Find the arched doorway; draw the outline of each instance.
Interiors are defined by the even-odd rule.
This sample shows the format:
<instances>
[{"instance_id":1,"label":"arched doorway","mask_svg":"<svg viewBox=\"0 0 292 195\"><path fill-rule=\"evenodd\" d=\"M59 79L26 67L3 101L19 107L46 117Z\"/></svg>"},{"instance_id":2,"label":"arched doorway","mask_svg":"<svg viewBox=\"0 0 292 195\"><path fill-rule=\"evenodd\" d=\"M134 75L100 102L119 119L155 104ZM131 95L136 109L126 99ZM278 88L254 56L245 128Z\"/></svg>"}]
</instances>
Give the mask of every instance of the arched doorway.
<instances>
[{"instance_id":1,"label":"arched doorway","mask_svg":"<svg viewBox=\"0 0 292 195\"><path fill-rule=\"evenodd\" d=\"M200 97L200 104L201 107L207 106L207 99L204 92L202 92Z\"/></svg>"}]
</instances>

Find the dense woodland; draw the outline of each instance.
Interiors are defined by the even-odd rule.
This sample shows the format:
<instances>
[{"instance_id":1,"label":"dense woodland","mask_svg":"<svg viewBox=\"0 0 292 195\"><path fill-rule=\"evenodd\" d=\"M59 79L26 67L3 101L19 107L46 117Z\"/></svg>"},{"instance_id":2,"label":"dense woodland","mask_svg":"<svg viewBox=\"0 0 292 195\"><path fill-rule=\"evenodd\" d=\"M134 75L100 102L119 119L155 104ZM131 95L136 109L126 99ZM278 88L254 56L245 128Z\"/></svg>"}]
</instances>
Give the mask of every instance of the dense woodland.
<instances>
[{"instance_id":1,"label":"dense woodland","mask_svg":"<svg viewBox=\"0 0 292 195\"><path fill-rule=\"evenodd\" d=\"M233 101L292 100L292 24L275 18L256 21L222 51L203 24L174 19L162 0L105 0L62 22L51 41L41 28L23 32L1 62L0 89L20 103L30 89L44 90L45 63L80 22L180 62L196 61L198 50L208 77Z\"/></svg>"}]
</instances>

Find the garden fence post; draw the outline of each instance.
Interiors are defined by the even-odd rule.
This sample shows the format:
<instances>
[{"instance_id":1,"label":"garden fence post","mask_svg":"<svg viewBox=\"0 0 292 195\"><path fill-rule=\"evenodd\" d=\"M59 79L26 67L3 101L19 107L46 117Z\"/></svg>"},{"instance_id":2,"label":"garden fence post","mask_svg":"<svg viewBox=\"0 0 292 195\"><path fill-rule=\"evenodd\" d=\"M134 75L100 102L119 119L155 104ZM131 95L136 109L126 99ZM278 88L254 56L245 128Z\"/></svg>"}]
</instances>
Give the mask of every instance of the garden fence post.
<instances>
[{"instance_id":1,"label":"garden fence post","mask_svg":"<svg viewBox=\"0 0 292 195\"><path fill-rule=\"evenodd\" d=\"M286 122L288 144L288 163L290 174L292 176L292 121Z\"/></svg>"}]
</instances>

:::::

Set down, unchanged, every line of the data from the line containing "Find the garden" through the end of the data, inclusive.

Find the garden fence post; draw the outline of each instance.
Interiors are defined by the even-odd rule.
This sample shows the format:
<instances>
[{"instance_id":1,"label":"garden fence post","mask_svg":"<svg viewBox=\"0 0 292 195\"><path fill-rule=\"evenodd\" d=\"M59 79L26 67L3 101L19 107L46 117Z\"/></svg>"},{"instance_id":2,"label":"garden fence post","mask_svg":"<svg viewBox=\"0 0 292 195\"><path fill-rule=\"evenodd\" d=\"M134 75L100 102L119 119L155 104ZM131 95L136 109L126 99ZM278 88L254 56L245 128Z\"/></svg>"}]
</instances>
Give the mask of every instance of the garden fence post.
<instances>
[{"instance_id":1,"label":"garden fence post","mask_svg":"<svg viewBox=\"0 0 292 195\"><path fill-rule=\"evenodd\" d=\"M286 122L288 144L288 163L290 174L292 176L292 121Z\"/></svg>"}]
</instances>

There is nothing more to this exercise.